* Goal of the exercise:
Return the lines verbatim, starting with the line that contains "Query: window frame" and going on through the line that contains "Mark the region of every instance of the window".

** START OF Material **

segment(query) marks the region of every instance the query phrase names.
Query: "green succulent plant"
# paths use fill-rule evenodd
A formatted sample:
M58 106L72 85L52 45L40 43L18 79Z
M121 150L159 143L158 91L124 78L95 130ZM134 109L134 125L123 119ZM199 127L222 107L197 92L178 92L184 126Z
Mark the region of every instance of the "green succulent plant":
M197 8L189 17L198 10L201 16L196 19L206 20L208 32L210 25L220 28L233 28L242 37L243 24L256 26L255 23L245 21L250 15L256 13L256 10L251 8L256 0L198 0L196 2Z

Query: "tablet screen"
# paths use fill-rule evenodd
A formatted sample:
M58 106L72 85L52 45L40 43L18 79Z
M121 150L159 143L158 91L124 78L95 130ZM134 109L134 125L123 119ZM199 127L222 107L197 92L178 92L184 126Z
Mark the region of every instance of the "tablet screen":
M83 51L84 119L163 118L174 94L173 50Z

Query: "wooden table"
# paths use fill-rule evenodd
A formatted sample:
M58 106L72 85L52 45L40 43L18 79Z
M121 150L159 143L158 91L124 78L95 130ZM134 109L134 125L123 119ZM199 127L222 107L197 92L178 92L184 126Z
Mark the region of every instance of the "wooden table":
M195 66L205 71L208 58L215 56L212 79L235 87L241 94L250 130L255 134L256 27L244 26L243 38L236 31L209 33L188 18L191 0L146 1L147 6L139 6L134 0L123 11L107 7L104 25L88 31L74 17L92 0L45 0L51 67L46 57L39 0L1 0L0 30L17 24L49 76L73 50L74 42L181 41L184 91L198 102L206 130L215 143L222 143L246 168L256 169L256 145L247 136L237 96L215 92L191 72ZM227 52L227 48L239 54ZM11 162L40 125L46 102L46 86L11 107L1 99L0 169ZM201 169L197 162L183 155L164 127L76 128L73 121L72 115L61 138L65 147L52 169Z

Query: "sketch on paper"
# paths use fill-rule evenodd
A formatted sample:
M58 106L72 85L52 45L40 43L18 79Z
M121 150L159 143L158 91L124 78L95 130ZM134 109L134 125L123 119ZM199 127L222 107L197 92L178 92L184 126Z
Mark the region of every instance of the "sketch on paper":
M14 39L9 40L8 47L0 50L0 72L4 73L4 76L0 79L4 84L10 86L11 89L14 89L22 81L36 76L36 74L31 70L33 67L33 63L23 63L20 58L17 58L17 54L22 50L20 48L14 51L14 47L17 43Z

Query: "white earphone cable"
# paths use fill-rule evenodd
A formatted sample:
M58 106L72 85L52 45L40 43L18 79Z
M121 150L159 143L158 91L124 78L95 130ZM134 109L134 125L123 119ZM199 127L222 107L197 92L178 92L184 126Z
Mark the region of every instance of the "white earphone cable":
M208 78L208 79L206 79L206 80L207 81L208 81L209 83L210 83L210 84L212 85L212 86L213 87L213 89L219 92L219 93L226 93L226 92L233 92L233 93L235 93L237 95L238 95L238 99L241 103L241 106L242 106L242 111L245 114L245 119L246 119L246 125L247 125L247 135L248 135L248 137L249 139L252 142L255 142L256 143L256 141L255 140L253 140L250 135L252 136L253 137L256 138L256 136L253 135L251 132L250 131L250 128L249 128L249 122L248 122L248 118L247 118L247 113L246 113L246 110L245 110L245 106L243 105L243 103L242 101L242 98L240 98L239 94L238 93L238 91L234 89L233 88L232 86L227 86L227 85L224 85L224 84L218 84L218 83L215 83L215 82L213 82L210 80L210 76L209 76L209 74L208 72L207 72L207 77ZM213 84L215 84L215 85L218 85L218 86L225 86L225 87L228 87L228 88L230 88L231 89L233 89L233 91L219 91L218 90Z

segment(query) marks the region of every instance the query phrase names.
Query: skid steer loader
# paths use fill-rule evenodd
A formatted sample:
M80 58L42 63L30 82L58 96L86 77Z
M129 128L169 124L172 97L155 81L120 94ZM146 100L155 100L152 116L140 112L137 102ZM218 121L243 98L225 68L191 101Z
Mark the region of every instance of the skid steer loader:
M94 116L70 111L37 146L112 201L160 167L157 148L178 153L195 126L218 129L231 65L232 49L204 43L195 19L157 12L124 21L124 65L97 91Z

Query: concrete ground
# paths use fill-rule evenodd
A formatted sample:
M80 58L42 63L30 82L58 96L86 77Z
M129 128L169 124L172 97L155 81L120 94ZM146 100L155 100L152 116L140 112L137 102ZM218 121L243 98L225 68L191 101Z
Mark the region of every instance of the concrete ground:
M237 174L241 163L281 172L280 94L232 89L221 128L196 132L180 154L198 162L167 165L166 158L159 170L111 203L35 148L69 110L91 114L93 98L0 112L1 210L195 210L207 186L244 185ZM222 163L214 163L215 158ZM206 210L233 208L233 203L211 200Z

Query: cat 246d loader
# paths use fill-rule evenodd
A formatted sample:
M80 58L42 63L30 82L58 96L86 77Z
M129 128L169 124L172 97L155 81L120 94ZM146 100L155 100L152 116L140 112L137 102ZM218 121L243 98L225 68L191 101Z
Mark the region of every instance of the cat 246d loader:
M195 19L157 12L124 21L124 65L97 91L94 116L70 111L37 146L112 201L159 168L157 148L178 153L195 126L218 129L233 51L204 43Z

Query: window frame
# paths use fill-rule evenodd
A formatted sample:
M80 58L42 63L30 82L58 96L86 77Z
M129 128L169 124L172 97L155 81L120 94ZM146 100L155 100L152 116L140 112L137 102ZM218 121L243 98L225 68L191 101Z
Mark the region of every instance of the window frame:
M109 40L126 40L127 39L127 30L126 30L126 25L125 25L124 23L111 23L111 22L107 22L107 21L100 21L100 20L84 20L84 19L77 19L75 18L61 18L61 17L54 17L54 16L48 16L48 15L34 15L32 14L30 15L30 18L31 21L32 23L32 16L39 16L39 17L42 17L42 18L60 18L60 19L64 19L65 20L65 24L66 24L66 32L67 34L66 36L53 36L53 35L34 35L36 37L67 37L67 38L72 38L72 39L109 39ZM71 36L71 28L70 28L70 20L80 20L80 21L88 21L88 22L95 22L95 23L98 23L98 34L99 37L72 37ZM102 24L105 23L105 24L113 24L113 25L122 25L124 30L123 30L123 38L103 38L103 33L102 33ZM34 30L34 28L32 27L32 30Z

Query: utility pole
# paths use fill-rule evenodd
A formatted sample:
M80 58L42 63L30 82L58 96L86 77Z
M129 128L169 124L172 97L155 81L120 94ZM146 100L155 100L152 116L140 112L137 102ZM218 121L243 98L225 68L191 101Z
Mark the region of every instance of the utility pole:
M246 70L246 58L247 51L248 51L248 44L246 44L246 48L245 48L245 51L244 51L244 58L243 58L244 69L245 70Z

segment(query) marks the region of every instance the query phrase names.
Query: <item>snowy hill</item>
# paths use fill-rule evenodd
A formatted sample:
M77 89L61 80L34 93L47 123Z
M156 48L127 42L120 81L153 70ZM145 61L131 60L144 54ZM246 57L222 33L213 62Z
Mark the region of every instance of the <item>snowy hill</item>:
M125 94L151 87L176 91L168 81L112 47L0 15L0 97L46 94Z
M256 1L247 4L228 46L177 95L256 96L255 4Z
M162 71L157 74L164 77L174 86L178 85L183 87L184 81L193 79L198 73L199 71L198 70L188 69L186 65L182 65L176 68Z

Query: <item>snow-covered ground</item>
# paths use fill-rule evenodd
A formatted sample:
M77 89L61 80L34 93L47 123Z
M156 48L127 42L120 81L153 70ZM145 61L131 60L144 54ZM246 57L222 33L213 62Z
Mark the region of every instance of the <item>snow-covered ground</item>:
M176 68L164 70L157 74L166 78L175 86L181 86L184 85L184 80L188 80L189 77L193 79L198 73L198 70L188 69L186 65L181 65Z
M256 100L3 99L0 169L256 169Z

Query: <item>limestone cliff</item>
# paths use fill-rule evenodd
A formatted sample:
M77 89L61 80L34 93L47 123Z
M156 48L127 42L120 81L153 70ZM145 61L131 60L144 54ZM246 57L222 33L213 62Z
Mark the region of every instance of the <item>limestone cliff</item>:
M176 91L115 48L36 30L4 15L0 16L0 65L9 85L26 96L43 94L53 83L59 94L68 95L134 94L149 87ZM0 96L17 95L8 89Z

** END OF Material **

* Task answer:
Query: window frame
# paths use fill-rule evenodd
A formatted sample:
M80 58L42 63L30 82L58 96L86 77Z
M129 128L169 124L172 97L155 81L120 94ZM146 100L155 100L152 116L140 112L137 102ZM218 121L243 98L225 68L191 101Z
Mark the region of every instance of the window frame:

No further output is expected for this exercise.